TEXT EXCERPT —
__________

This is the latest beta release of horoscop, a LaTeX package for typesetting wheel charts.  I'm posting the beta version 0.91 here only; my plan is that after people have had a chance to take a look at it and give some feedback, I'll put together a more final package which will be 1.0 and released through CTAN. If this package interests you, please do both look at it yourself and encourage others to do so.  It was initially designed with my own needs in mind, but I'd like to make it relevant to other users too.  Summary of features:

  • A unified interface for astrological symbols/glyphs, supporting three different astrological fonts as well as text abbreviations. 
  • Support for invoking Astrolog or Swiss Ephemeris to calculate charts.  Positions can also be specified manually. 
  • Loading and saving object and cusp positions into TeX macros. 
  • Typesetting of angles and positions as text. 
  • Ready-made templates for basic wheel charts, dial charts including multi-dials with up to four sets of objects, and decorative wheel charts. 
  • Optional variations of the standard templates:  aspect webs, highlighting for angular cusps, choice of what to include in object labels, house labels inside the houses. 
  • Low-level graphics functions for plotting in polar coordinates and building new templates. 
  • Labels move, and where necessary houses expand, to prevent crowding. 
  • NEW - smart rounding of angles for display.

__________

DIRECTIVE 1 — Please translate this sentence from the horoscop announcement above into Spanish: "It was initially designed with my own needs in mind, but I'd like to make it relevant to other users too."

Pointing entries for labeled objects
__________

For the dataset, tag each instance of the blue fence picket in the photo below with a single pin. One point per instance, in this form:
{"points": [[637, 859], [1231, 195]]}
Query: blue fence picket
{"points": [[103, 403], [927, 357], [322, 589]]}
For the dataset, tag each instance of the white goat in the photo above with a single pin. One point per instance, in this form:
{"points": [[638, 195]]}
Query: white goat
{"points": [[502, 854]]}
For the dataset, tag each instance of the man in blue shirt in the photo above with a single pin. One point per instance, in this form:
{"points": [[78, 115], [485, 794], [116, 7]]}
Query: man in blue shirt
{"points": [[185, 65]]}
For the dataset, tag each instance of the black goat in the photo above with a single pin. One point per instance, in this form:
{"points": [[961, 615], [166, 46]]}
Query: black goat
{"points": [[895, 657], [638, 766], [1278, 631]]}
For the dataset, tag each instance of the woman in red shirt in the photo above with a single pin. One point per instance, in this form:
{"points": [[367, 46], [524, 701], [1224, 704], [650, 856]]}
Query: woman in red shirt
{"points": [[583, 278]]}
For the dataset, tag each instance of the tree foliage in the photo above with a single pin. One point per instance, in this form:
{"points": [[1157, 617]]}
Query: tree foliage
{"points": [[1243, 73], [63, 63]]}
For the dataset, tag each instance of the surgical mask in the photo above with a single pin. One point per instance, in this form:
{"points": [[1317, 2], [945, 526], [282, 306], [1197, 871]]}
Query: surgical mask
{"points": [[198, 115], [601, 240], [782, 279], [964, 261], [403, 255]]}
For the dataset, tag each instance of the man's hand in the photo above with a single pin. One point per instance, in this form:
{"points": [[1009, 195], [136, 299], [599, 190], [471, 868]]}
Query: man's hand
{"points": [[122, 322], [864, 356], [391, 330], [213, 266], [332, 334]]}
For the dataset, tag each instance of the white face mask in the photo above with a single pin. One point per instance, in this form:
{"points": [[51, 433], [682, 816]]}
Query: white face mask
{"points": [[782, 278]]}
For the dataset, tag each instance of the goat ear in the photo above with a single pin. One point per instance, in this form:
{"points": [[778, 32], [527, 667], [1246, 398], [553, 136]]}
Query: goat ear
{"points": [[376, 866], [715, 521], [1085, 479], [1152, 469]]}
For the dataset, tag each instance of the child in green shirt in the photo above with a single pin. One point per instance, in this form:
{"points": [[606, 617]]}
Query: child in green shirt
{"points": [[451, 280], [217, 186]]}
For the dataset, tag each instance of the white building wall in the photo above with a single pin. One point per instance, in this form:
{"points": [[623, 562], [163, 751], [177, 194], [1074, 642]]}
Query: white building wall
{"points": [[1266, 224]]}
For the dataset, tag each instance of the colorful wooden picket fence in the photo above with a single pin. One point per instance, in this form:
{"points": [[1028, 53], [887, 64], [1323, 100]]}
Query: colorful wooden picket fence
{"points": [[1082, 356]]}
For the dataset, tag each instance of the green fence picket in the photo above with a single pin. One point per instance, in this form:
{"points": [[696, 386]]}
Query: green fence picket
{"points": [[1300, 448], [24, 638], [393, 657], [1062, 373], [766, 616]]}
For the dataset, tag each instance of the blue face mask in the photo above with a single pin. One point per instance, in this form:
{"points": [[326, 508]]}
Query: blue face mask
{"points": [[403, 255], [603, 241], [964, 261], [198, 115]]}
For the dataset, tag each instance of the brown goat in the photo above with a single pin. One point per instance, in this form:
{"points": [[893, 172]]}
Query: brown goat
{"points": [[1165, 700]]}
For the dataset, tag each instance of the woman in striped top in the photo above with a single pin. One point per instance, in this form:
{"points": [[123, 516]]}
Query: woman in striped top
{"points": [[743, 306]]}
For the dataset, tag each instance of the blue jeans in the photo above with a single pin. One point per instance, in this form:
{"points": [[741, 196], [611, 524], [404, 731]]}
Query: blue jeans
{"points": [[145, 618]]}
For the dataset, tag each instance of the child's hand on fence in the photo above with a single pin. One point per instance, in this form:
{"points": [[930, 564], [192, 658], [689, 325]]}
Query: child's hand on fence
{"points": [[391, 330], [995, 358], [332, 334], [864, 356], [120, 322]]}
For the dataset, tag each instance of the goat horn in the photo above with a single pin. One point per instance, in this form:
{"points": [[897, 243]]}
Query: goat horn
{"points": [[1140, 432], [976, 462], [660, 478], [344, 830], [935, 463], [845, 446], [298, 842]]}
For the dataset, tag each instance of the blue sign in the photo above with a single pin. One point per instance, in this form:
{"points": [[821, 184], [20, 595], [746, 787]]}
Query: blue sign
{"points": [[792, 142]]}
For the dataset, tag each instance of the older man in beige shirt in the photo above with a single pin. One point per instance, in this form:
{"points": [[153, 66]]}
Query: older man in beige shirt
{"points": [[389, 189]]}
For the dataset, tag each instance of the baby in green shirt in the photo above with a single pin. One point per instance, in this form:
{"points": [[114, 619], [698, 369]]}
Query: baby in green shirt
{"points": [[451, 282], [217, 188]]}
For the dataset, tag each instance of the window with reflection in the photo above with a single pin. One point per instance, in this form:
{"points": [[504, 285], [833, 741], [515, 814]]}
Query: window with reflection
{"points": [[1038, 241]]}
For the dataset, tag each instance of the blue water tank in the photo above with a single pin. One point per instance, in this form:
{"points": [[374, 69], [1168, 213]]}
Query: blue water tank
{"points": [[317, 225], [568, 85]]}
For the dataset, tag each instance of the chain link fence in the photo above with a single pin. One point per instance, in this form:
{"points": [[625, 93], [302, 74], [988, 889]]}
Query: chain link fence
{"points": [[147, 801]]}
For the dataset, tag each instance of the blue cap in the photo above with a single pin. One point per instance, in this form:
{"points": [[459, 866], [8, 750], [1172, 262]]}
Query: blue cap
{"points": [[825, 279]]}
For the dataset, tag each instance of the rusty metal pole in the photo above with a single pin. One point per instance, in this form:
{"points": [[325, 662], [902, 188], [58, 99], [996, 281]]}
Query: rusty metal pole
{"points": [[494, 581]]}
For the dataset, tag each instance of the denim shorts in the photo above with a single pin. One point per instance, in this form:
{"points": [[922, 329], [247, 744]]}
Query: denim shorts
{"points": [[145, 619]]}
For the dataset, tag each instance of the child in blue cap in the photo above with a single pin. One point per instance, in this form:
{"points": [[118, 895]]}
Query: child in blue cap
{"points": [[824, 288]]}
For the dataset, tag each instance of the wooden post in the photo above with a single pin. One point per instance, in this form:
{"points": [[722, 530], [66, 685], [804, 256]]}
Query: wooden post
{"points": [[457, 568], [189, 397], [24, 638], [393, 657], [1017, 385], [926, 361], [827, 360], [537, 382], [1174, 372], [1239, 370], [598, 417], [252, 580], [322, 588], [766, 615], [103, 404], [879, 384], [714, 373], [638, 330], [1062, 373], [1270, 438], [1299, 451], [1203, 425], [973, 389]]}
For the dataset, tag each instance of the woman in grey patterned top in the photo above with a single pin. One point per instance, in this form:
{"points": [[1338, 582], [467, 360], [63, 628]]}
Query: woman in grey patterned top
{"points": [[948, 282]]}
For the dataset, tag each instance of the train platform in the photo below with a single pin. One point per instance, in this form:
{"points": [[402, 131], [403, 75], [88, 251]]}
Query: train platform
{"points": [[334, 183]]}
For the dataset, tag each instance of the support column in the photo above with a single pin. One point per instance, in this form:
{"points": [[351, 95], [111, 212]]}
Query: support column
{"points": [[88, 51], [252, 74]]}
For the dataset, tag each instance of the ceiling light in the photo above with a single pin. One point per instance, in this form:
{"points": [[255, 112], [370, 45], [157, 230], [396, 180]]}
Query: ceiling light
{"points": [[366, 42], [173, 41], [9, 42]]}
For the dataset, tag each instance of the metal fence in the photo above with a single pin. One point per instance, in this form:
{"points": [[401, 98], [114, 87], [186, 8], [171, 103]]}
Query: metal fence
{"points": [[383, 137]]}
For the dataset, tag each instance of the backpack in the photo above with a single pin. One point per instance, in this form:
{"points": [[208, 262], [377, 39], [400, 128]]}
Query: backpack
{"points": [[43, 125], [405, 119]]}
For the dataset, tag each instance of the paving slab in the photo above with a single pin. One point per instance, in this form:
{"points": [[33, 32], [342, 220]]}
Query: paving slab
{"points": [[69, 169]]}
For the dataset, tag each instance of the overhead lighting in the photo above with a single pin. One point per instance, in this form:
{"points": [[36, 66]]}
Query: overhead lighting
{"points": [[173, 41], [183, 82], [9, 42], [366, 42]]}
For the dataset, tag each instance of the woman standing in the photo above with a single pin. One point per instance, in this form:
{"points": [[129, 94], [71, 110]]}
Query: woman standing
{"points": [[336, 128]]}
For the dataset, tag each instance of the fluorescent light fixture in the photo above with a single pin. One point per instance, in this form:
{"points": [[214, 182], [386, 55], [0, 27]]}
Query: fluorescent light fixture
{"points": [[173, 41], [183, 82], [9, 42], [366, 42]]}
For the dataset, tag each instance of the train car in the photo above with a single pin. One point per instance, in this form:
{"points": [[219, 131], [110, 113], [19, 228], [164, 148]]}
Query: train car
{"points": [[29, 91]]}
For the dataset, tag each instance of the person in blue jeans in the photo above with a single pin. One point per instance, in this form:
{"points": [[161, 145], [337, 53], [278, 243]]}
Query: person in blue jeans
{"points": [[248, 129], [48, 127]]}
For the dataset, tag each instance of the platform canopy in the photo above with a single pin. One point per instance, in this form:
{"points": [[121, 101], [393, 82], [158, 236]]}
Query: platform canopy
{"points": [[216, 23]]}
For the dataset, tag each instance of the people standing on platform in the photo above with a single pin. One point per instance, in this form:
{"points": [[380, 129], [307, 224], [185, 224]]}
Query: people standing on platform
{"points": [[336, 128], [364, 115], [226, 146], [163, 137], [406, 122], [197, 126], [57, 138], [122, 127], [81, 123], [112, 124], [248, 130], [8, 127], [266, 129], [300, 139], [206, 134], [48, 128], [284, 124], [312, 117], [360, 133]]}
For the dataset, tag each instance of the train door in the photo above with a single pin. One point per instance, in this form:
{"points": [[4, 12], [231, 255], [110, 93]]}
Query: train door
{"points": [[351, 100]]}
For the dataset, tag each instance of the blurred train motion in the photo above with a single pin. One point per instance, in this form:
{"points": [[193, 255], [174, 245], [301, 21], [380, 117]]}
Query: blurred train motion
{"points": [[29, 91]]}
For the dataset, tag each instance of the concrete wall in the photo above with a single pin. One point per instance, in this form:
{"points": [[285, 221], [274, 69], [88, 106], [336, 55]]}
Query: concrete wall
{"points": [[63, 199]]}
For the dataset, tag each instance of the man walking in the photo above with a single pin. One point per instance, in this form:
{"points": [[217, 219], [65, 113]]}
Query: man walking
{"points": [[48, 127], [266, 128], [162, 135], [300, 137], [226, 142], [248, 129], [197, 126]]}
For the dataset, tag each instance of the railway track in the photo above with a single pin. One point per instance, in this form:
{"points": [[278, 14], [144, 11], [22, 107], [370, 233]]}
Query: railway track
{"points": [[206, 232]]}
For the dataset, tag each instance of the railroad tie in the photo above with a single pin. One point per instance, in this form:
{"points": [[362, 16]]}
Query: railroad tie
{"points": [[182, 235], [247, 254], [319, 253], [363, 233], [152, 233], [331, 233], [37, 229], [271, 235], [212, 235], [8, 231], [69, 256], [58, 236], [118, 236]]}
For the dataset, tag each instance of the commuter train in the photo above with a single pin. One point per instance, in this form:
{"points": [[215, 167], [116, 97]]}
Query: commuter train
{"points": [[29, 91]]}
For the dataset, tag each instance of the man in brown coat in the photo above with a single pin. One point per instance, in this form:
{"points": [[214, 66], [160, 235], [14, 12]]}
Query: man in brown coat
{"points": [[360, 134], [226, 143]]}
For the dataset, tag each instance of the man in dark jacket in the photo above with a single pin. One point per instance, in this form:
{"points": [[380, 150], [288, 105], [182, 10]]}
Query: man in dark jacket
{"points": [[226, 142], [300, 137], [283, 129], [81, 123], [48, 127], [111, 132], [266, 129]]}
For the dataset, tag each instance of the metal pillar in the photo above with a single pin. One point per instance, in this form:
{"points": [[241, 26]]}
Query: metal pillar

__________

DIRECTIVE 2 — Count the lines of the listing above that contain the string "black", where case counts, and give only the number.

SOLUTION 1 — Originalmente fue diseñado pensando en mis propias necesidades, pero me gustaría que también resultara útil para otros usuarios.

SOLUTION 2 — 2